## What the task requires
Collect every line of the material below that contains the string "glove", treating uppercase and lowercase letters as different.

## START Records shown

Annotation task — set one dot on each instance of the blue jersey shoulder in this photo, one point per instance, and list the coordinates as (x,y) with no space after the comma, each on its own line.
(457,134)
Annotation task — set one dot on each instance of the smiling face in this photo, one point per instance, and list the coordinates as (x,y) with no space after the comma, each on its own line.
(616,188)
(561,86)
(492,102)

## END Records shown
## START Records shown

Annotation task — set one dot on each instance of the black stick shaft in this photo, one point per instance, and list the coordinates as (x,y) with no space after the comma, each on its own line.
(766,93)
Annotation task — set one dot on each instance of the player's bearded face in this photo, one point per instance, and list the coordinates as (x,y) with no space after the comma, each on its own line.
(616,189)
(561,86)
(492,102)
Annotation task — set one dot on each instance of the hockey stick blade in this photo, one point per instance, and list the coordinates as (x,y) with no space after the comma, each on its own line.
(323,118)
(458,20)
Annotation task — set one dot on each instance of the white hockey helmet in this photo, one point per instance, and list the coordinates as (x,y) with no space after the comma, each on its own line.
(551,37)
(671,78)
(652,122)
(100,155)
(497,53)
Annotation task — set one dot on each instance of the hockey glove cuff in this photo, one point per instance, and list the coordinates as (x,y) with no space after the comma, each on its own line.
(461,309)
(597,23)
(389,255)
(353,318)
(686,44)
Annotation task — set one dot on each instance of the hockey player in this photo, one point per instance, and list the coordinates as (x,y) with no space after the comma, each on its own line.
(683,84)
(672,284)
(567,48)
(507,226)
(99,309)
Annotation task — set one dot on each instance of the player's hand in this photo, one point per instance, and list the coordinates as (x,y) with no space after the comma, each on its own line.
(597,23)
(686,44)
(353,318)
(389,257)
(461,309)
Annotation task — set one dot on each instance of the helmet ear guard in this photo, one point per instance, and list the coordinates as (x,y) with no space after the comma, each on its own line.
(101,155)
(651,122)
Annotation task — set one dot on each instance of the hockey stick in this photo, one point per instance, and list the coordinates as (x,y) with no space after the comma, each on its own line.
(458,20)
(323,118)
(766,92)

## END Records shown
## START Records shown

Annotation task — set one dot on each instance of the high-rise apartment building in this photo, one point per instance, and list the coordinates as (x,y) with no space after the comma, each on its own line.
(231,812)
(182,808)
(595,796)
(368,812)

## END Records shown

## Complete output
Annotation task — set one dot on each instance of the hockey glove cuff in this photo, one point per instance, and list the coordinates as (x,y) with no space after the comma, each on its own line.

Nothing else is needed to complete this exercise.